Written task = Transcribe every row below verbatim, leaving out the pictures.

Information given =

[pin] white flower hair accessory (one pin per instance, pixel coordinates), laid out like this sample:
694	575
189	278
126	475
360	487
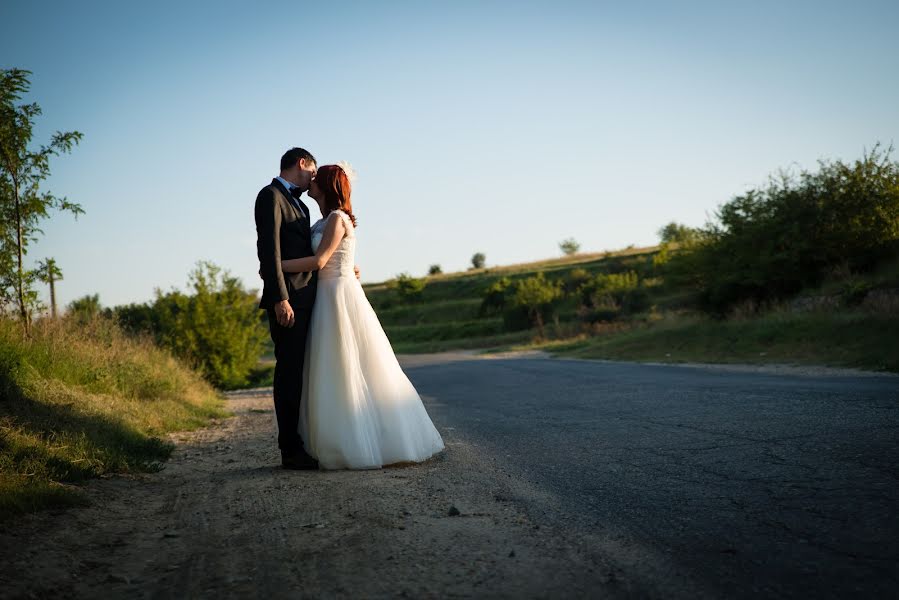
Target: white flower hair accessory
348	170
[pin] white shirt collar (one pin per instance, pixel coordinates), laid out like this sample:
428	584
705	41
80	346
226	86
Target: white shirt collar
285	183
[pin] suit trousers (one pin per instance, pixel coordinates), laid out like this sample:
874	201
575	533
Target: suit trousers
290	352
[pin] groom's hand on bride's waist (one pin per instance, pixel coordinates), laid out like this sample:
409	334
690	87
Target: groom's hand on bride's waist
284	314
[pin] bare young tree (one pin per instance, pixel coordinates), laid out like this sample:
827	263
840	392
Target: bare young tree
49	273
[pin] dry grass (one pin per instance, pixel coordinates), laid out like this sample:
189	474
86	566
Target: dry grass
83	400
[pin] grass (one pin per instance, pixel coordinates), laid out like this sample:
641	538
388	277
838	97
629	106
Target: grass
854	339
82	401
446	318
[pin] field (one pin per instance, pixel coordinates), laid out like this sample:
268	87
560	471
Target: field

Solution for this problem =
[pin] white flower hair accessory (one pin per instance, pixel coordinates), laid out like this sample:
694	575
189	278
126	475
360	487
Target: white flower hair accessory
348	170
[pin] white shirt collar (one pin per instance, pixel coordinates), laid out like this sample:
428	584
705	41
80	346
226	86
Target: white shirt collar
285	183
[pin] suit trousers (one pin per instance, pixel coordinates), laid out like this sample:
874	201
575	533
Target: suit trousers
290	352
[pin] groom's hand on bride's waist (one pin per instance, pixel coordinates), laid out like this sample:
409	334
690	87
Target: groom's hand on bride's waist
284	314
[pin] bare young tree (one pin per instance, pixel coordinates), laid out like this sample:
827	263
840	392
Target: bare young tree
49	273
[pin] dry grass (one pin per instance, pixel coordinates), laid out like this sample:
189	474
86	566
Target: dry grass
83	400
[pin] grass (one pin per instance, pixel coordinates), laid out like this sample:
641	538
388	277
838	97
629	106
Target: grass
854	339
82	401
446	318
[pin] field (one pin per instance, pixel coordinates), laid out like this sample:
268	87
560	471
Target: field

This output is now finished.